Task description
Rewrite the stretch from the line containing "Every instance of the tree" through the end of the material, changing "receive" to "get" and leaving everything else unchanged. Return only that stretch.

--- Material supplied ---

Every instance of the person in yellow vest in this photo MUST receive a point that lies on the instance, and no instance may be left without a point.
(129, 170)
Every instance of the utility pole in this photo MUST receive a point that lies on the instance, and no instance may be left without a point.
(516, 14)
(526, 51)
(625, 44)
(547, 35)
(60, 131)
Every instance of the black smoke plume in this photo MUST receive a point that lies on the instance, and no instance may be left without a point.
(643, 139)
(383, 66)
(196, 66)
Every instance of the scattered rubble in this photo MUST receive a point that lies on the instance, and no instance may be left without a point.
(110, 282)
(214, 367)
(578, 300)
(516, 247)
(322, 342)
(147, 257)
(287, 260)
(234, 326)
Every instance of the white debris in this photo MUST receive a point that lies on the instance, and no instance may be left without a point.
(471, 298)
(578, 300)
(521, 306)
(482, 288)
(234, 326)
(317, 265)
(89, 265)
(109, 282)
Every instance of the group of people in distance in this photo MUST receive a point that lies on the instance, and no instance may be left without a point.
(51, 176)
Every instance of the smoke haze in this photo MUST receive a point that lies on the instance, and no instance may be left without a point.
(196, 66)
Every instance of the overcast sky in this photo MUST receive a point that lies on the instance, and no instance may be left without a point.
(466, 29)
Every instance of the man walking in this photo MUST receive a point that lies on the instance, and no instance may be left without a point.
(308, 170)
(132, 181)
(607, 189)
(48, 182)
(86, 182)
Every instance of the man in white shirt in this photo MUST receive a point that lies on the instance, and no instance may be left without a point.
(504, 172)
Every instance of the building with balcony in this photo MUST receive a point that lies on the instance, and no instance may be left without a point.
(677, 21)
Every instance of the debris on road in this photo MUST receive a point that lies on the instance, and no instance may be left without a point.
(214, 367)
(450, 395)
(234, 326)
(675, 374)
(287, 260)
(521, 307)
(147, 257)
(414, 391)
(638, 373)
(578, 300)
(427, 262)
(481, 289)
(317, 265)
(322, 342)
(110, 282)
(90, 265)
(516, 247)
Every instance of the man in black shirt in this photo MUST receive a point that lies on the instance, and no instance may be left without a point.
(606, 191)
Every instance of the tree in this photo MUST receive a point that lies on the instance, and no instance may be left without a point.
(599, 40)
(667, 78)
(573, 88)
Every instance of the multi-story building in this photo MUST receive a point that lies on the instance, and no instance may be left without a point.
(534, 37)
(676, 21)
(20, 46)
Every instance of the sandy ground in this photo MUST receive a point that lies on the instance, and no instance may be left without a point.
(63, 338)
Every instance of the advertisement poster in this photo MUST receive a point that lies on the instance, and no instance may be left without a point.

---

Written solution
Every instance of the tree in this photo MUST get a point that lies on the instance, and no instance may be left without a point.
(599, 40)
(667, 78)
(573, 88)
Every instance of the multi-story building in this photo MUST get a point that lies on the instance, and no instance may be left without a point.
(534, 37)
(676, 21)
(20, 46)
Every instance of the sandy ground in this photo MUST get a point that lies on the instance, and no instance may be left without a point.
(63, 338)
Every instance of the advertisement poster in this photo MUST get a point that lies on the instance, and no instance may be left without a point.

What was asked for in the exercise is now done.